— TASK TO COMPLETE —
Would you please set down the entries below exactly as shown?

Records from a data source
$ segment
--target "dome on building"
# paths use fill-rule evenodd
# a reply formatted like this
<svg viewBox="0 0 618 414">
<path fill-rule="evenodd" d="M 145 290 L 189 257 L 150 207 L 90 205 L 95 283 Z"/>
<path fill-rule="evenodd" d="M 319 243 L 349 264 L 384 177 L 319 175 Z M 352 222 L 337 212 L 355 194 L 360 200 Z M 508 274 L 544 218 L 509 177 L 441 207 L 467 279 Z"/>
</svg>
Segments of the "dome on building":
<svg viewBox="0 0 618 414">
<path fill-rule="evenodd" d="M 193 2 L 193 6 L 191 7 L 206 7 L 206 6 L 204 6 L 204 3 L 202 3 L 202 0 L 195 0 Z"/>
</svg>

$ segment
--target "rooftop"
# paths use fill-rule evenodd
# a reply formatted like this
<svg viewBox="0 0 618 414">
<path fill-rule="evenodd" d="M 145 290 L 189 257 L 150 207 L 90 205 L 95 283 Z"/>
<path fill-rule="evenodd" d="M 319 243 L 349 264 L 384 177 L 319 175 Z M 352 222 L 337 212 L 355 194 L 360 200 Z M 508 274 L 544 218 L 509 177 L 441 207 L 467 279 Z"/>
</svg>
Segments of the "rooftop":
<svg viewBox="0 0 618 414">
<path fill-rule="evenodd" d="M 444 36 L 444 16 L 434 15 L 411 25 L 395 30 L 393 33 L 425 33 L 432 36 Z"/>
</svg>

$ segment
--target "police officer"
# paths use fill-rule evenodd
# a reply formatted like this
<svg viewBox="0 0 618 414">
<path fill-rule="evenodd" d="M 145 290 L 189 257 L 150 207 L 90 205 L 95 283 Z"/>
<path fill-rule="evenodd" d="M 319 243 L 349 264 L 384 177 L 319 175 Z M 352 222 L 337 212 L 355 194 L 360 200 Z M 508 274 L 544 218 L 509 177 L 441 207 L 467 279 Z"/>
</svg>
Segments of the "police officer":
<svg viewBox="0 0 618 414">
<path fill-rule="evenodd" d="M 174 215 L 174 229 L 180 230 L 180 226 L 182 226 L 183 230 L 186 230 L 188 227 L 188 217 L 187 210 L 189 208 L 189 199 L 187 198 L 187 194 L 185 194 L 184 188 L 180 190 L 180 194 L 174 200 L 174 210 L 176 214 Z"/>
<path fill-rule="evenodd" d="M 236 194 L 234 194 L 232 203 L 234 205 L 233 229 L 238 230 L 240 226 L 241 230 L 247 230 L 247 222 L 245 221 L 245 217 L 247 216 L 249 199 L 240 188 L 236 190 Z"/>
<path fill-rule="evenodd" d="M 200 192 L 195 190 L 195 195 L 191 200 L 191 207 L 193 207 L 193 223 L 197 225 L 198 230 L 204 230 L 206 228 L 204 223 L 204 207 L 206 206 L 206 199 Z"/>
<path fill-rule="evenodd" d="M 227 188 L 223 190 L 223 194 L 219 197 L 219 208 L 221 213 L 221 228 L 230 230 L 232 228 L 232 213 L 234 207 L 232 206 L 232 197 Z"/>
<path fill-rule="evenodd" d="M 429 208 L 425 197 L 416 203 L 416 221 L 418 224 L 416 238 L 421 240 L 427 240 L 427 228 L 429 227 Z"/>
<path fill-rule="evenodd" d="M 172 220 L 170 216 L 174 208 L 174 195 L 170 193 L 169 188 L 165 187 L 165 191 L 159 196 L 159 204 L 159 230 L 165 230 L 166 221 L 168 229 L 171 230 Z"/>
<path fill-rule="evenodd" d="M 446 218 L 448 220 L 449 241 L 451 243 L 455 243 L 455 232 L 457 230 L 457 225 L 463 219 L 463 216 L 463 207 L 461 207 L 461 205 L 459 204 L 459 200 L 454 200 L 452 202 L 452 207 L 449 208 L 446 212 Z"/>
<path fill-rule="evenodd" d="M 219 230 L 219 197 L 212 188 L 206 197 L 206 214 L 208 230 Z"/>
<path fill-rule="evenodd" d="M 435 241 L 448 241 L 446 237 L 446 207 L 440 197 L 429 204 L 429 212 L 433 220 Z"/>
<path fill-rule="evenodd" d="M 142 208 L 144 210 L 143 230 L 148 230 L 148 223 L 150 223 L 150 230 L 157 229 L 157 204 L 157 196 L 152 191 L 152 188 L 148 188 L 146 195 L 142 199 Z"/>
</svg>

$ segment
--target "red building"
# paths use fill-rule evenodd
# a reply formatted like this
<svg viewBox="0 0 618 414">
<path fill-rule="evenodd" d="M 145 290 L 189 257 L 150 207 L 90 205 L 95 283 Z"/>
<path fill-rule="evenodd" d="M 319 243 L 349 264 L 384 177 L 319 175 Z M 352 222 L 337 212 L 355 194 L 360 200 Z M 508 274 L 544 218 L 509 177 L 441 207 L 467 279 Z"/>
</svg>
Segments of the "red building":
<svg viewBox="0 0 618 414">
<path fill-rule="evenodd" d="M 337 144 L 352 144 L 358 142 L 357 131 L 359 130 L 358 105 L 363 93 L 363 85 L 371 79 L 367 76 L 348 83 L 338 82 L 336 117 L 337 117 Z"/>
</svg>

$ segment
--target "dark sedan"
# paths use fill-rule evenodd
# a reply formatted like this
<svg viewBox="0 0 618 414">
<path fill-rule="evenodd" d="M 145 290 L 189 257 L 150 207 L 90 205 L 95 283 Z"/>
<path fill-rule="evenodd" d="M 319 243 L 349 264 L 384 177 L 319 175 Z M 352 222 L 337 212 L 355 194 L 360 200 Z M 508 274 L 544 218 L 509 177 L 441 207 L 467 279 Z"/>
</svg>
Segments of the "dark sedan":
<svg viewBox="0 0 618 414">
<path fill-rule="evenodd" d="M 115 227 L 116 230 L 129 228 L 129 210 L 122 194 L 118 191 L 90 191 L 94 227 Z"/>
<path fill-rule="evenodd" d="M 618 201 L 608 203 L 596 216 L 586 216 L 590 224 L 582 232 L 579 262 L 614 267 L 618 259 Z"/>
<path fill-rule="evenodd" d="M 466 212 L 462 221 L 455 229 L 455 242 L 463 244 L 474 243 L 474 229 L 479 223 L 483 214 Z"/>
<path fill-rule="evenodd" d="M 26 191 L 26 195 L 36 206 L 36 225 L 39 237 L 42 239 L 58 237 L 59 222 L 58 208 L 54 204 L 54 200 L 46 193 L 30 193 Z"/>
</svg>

— TASK RESULT —
$ segment
--target "dome on building"
# paths use fill-rule evenodd
# a reply formatted like this
<svg viewBox="0 0 618 414">
<path fill-rule="evenodd" d="M 145 290 L 189 257 L 150 207 L 90 205 L 95 283 Z"/>
<path fill-rule="evenodd" d="M 319 243 L 349 264 L 384 177 L 319 175 Z M 352 222 L 337 212 L 355 194 L 360 200 Z M 508 274 L 544 218 L 509 177 L 441 207 L 467 279 Z"/>
</svg>
Segments of the "dome on building":
<svg viewBox="0 0 618 414">
<path fill-rule="evenodd" d="M 193 2 L 193 6 L 191 7 L 206 7 L 206 6 L 204 6 L 204 3 L 202 3 L 202 0 L 195 0 Z"/>
</svg>

$ segment
--target "rooftop"
# paths use fill-rule evenodd
# a reply formatted like this
<svg viewBox="0 0 618 414">
<path fill-rule="evenodd" d="M 145 290 L 189 257 L 150 207 L 90 205 L 95 283 Z"/>
<path fill-rule="evenodd" d="M 319 243 L 349 264 L 384 177 L 319 175 Z M 352 222 L 337 212 L 355 194 L 360 200 Z M 508 274 L 544 218 L 509 177 L 441 207 L 467 279 Z"/>
</svg>
Segments of the "rooftop":
<svg viewBox="0 0 618 414">
<path fill-rule="evenodd" d="M 444 36 L 444 16 L 434 15 L 411 25 L 395 30 L 393 33 L 425 33 L 432 36 Z"/>
</svg>

$ segment
--target "police officer"
# paths use fill-rule evenodd
# a reply formatted like this
<svg viewBox="0 0 618 414">
<path fill-rule="evenodd" d="M 145 290 L 189 257 L 150 207 L 90 205 L 95 283 Z"/>
<path fill-rule="evenodd" d="M 319 243 L 349 264 L 384 177 L 319 175 Z M 352 222 L 337 212 L 355 194 L 360 200 Z M 508 274 L 544 218 L 509 177 L 441 207 L 467 279 Z"/>
</svg>
Segments of the "police officer":
<svg viewBox="0 0 618 414">
<path fill-rule="evenodd" d="M 174 215 L 174 229 L 180 230 L 180 226 L 182 226 L 183 230 L 186 230 L 188 227 L 188 217 L 187 210 L 189 208 L 189 199 L 187 198 L 187 194 L 185 194 L 184 188 L 180 190 L 180 194 L 174 200 L 174 210 L 176 214 Z"/>
<path fill-rule="evenodd" d="M 236 194 L 234 194 L 232 203 L 234 205 L 233 229 L 238 230 L 240 226 L 241 230 L 247 230 L 247 222 L 245 221 L 245 217 L 247 216 L 249 199 L 240 188 L 236 190 Z"/>
<path fill-rule="evenodd" d="M 200 192 L 195 190 L 195 195 L 191 200 L 191 207 L 193 207 L 193 223 L 197 225 L 198 230 L 204 230 L 206 228 L 204 223 L 204 207 L 206 206 L 206 199 Z"/>
<path fill-rule="evenodd" d="M 227 188 L 223 190 L 223 194 L 219 197 L 219 208 L 221 213 L 221 228 L 230 230 L 232 228 L 232 213 L 234 207 L 232 206 L 232 197 Z"/>
<path fill-rule="evenodd" d="M 429 208 L 425 197 L 416 203 L 416 221 L 418 224 L 416 238 L 421 240 L 427 240 L 427 228 L 429 227 Z"/>
<path fill-rule="evenodd" d="M 172 220 L 170 216 L 174 208 L 174 195 L 170 193 L 169 188 L 165 187 L 165 191 L 159 196 L 159 204 L 159 230 L 165 230 L 166 221 L 168 229 L 171 230 Z"/>
<path fill-rule="evenodd" d="M 446 218 L 448 220 L 449 241 L 451 243 L 455 243 L 455 232 L 457 230 L 457 225 L 463 219 L 463 216 L 463 207 L 461 207 L 461 205 L 459 204 L 459 200 L 454 200 L 452 202 L 452 207 L 449 208 L 446 212 Z"/>
<path fill-rule="evenodd" d="M 219 230 L 219 197 L 212 188 L 206 197 L 206 214 L 208 230 Z"/>
<path fill-rule="evenodd" d="M 435 241 L 448 241 L 446 237 L 446 207 L 440 197 L 429 204 L 429 212 L 433 220 Z"/>
<path fill-rule="evenodd" d="M 142 208 L 144 210 L 143 230 L 148 230 L 148 223 L 150 223 L 150 230 L 157 229 L 157 204 L 157 196 L 152 191 L 152 188 L 148 188 L 146 195 L 142 199 Z"/>
</svg>

$ segment
--target "red building"
# paths use fill-rule evenodd
# a reply formatted like this
<svg viewBox="0 0 618 414">
<path fill-rule="evenodd" d="M 145 290 L 189 257 L 150 207 L 90 205 L 95 283 Z"/>
<path fill-rule="evenodd" d="M 319 243 L 349 264 L 384 177 L 319 175 Z M 352 222 L 337 212 L 355 194 L 360 200 Z M 508 274 L 544 218 L 509 177 L 441 207 L 467 279 Z"/>
</svg>
Segments of the "red building":
<svg viewBox="0 0 618 414">
<path fill-rule="evenodd" d="M 337 144 L 352 144 L 358 142 L 357 131 L 359 130 L 358 105 L 363 93 L 363 85 L 371 79 L 367 76 L 348 83 L 338 82 L 336 117 L 337 117 Z"/>
</svg>

$ segment
--target "dark sedan"
# paths use fill-rule evenodd
# a reply formatted like this
<svg viewBox="0 0 618 414">
<path fill-rule="evenodd" d="M 145 290 L 189 257 L 150 207 L 90 205 L 95 283 Z"/>
<path fill-rule="evenodd" d="M 319 243 L 349 264 L 384 177 L 319 175 Z M 352 222 L 337 212 L 355 194 L 360 200 Z M 508 274 L 544 218 L 509 177 L 441 207 L 467 279 Z"/>
</svg>
Segments of the "dark sedan":
<svg viewBox="0 0 618 414">
<path fill-rule="evenodd" d="M 115 227 L 116 230 L 129 228 L 129 210 L 122 194 L 118 191 L 90 191 L 94 227 Z"/>
<path fill-rule="evenodd" d="M 618 201 L 608 203 L 596 216 L 586 216 L 590 224 L 582 232 L 579 262 L 614 267 L 618 259 Z"/>
<path fill-rule="evenodd" d="M 466 212 L 462 221 L 455 229 L 455 242 L 463 244 L 474 243 L 474 229 L 479 223 L 483 214 Z"/>
<path fill-rule="evenodd" d="M 26 191 L 26 195 L 36 206 L 36 225 L 39 237 L 42 239 L 58 237 L 59 222 L 58 208 L 54 204 L 54 200 L 46 193 L 30 193 Z"/>
</svg>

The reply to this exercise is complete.